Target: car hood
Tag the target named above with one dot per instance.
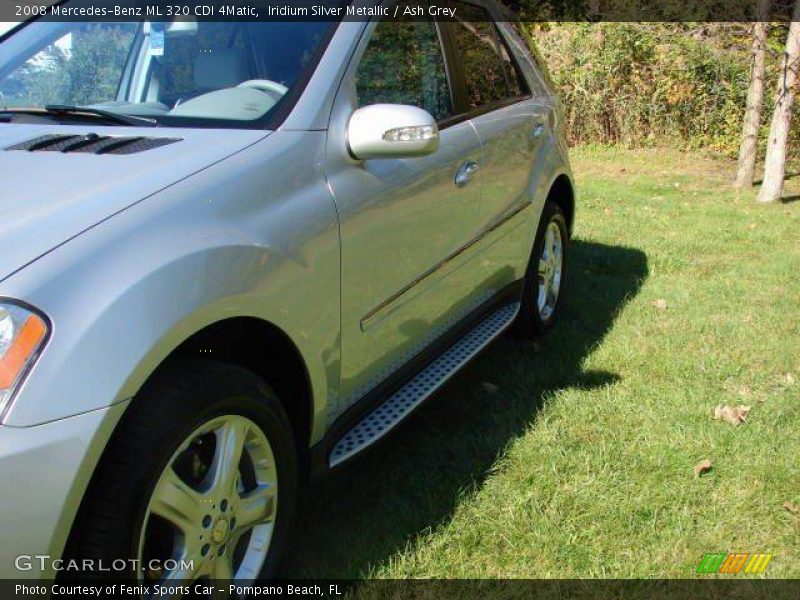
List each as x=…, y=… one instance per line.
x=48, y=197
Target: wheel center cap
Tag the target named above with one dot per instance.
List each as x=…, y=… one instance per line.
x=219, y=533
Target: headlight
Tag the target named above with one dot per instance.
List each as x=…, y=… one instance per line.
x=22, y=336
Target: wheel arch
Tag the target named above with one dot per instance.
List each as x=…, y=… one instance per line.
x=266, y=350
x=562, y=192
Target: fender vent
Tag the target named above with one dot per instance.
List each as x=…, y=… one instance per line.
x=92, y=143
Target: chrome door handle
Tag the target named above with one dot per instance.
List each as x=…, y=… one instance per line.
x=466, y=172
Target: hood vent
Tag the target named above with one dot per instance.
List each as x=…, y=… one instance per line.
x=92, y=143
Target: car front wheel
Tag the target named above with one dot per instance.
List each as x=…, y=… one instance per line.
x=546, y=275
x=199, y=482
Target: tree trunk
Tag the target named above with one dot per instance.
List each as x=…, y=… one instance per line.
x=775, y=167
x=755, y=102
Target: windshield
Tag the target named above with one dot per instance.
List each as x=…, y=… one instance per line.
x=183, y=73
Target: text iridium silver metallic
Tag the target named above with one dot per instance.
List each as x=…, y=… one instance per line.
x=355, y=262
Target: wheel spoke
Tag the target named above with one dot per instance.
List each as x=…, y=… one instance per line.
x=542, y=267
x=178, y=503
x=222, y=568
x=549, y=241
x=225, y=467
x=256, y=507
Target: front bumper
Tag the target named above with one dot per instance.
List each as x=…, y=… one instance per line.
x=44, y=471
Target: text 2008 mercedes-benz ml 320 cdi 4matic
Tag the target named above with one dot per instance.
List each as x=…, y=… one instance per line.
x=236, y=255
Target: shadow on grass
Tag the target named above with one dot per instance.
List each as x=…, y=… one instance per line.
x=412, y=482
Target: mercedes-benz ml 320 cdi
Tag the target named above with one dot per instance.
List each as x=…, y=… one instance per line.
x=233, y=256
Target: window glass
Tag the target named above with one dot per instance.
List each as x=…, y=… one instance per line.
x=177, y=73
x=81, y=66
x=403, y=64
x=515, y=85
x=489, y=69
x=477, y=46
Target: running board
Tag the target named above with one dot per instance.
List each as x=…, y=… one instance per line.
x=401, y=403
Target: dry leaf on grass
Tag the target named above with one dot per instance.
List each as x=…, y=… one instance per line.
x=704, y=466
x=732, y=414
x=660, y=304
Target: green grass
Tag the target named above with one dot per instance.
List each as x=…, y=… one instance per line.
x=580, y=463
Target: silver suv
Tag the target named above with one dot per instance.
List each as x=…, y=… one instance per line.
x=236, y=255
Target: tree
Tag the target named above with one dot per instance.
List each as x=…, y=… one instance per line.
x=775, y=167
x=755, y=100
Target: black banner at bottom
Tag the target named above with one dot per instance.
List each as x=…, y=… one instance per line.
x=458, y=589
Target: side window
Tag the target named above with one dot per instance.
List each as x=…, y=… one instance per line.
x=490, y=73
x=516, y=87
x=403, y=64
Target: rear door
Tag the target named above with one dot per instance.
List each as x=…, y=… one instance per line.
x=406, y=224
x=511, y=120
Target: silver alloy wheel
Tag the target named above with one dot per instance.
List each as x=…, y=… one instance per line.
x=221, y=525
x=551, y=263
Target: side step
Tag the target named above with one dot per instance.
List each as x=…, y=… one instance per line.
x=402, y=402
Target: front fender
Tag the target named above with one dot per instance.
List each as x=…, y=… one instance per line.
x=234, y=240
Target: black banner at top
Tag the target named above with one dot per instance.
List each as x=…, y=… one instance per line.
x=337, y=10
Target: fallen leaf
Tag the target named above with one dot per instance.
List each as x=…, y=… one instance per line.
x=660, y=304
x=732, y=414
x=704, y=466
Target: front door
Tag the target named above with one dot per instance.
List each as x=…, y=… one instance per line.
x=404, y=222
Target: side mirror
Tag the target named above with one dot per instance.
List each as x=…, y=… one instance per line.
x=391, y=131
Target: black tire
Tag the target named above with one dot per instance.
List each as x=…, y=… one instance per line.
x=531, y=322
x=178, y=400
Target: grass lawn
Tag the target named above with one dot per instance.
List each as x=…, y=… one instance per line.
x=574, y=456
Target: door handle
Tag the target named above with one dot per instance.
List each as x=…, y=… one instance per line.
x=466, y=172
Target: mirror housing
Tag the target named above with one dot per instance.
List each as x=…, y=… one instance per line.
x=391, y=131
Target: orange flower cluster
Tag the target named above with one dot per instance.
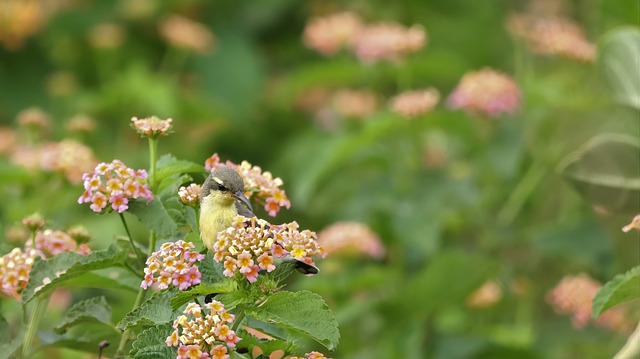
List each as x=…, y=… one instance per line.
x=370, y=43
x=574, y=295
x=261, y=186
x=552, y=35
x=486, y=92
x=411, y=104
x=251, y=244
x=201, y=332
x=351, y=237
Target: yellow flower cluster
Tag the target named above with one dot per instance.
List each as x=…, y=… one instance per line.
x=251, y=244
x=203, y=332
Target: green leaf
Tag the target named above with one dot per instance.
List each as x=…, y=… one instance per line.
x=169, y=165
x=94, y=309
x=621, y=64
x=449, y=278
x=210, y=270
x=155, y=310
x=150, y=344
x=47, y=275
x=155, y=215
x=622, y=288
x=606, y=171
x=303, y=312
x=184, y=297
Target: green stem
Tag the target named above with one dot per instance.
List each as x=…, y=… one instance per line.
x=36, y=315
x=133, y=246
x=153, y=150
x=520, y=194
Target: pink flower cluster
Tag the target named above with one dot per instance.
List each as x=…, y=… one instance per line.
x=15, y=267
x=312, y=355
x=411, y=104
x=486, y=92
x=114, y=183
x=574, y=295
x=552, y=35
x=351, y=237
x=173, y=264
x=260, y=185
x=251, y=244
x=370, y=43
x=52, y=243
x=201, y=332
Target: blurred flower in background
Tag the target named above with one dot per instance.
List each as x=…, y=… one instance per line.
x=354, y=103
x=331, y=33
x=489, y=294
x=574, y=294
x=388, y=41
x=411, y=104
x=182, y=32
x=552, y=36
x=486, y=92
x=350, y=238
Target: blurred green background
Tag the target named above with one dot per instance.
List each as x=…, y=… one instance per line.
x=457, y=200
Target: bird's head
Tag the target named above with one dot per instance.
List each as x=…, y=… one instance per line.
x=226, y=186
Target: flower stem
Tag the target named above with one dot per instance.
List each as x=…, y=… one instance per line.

◆ Your instructions ◆
Set down, exactly as written above, each line from the one with "Target: grass lawn" through the one with "Target: blurred flower in background", and skip the pictures.

◆ Answer space ◆
Target: grass lawn
Tag the target named above with one dot per instance.
List each as x=…, y=… one instance per line.
x=574, y=456
Target: door handle
Tag the target named above with one dot per instance.
List each as x=…, y=… one instance per line.
x=466, y=172
Target: mirror housing
Tag the target named above with one dot per instance.
List each as x=…, y=… one instance per line.
x=391, y=131
Target: orange flower cluster
Tag the target named above with one dot per instance.
List each as x=…, y=… one instance per line.
x=370, y=43
x=574, y=295
x=261, y=186
x=552, y=35
x=486, y=92
x=411, y=104
x=251, y=244
x=201, y=332
x=351, y=237
Target: yellow flower cluster
Tag the target named above with one dot per instance.
List each as x=…, y=… one instance per line.
x=251, y=244
x=203, y=332
Target: green leaf
Tag the target named above with one dot per instance.
List each as x=…, y=… one instance per line.
x=169, y=165
x=94, y=309
x=621, y=64
x=449, y=278
x=210, y=270
x=155, y=310
x=150, y=344
x=47, y=275
x=155, y=215
x=622, y=288
x=606, y=171
x=303, y=312
x=184, y=297
Target: green stem
Tag the target named above with one dot per instance.
List each as x=…, y=… one instance per line.
x=36, y=315
x=133, y=246
x=153, y=150
x=520, y=194
Target: pink flower cluster
Tag the target named above with one dot per instance.
List each as x=…, y=… one instance per line.
x=15, y=267
x=312, y=355
x=411, y=104
x=486, y=92
x=114, y=183
x=574, y=295
x=552, y=35
x=351, y=237
x=173, y=264
x=260, y=185
x=251, y=244
x=370, y=43
x=52, y=243
x=201, y=332
Target: blurred flower in background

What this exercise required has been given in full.